### [PROBLEM REQUIREMENTS]
Copy out the material below, swapping "marker" for "dot" everywhere and leaving everything else unchanged.

### [Excerpts from material on pointing at objects]
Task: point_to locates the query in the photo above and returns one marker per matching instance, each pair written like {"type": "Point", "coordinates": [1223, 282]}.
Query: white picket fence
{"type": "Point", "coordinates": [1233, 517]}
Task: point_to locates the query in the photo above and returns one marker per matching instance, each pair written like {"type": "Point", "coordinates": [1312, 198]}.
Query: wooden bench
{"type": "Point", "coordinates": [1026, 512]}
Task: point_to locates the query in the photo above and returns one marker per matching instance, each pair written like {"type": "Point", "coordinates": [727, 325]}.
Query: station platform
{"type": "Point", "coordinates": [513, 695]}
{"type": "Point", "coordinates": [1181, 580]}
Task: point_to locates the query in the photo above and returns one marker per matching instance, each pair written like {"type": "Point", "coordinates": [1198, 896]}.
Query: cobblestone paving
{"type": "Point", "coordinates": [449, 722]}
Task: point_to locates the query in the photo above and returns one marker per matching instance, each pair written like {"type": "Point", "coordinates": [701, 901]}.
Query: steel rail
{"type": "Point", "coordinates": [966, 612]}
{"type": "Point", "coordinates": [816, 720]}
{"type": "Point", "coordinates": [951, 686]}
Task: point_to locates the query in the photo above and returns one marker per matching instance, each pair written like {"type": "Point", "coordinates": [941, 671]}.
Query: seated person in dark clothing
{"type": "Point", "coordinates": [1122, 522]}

### [THE COMPLETED TASK]
Task: point_to locates the query in the photo above and returns one dot per matching instance, each pair written like {"type": "Point", "coordinates": [1223, 282]}.
Query: white picket fence
{"type": "Point", "coordinates": [1233, 517]}
Task: point_to locates the query in the photo above and returns one dot per matching instance, each pair written like {"type": "Point", "coordinates": [1312, 198]}.
Query: wooden bench
{"type": "Point", "coordinates": [1026, 512]}
Task: point_to locates the query in the photo above and returns one dot per matching instance, each pair written like {"type": "Point", "coordinates": [727, 325]}.
Query: station platform
{"type": "Point", "coordinates": [513, 695]}
{"type": "Point", "coordinates": [1181, 580]}
Task: point_to locates the query in the photo above and returns one dot per matching instance, each pair written like {"type": "Point", "coordinates": [1198, 896]}.
Query: cobblestone paving
{"type": "Point", "coordinates": [449, 722]}
Task: point_to locates the query in the photo above and returns one dot per matching instance, each pair written like {"type": "Point", "coordinates": [701, 901]}.
Query: steel rail
{"type": "Point", "coordinates": [966, 612]}
{"type": "Point", "coordinates": [816, 720]}
{"type": "Point", "coordinates": [951, 686]}
Task: point_to locates the query in the photo above and returns one dot per matching instance, each pair written like {"type": "Point", "coordinates": [941, 671]}.
Query: seated person in dark clothing
{"type": "Point", "coordinates": [1122, 522]}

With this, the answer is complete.